Required work. Gather every row below that contains the string "garden" and copy each one in full. Matching is case-sensitive.

Entries shown.
= = = =

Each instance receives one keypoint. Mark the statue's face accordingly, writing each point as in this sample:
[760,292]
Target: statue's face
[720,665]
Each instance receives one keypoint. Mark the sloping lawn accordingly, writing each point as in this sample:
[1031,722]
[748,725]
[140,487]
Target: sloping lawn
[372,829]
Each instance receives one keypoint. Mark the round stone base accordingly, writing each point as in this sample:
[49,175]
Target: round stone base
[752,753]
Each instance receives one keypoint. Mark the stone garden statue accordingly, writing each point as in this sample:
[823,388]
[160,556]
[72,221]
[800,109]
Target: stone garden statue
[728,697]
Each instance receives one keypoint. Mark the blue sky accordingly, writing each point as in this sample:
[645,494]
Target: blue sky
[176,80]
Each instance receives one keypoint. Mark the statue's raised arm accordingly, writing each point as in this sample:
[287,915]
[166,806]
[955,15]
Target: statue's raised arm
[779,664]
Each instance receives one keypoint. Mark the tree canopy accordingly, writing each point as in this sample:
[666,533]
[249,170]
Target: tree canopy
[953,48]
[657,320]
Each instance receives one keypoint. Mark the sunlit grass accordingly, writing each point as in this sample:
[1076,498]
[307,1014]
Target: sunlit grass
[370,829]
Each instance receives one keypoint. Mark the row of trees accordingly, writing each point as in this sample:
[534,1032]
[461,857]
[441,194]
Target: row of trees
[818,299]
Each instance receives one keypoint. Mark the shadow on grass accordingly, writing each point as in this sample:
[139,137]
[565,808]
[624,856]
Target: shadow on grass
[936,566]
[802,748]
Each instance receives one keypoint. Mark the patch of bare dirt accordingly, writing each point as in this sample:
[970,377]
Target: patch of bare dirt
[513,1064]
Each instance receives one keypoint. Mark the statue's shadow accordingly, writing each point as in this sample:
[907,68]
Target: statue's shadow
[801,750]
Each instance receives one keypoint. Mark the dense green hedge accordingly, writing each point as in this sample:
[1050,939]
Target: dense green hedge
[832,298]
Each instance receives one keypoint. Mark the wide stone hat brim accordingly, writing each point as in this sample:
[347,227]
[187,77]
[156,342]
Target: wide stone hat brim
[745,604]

= = = =

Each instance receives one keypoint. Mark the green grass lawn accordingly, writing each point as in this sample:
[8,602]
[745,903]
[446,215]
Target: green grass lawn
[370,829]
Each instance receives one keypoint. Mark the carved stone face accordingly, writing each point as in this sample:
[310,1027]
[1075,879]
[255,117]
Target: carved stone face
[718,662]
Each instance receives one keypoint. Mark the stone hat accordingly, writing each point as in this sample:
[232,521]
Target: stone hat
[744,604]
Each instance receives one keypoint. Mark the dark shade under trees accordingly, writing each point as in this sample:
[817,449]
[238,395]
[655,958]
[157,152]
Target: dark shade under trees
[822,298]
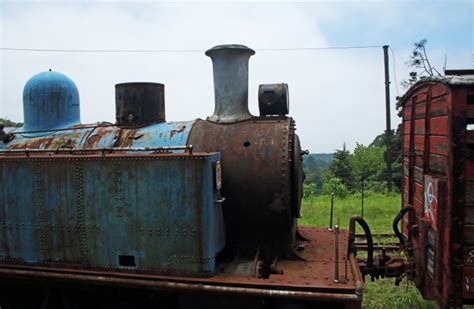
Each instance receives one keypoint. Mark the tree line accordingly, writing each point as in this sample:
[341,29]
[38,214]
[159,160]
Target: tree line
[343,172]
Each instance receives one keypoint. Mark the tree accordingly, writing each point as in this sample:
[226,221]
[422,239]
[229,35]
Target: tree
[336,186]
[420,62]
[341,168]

= = = =

Finished answer.
Each instance receives one keypoint. Mark the stone garden statue accordingly, writing each point as in this sample:
Target: stone garden statue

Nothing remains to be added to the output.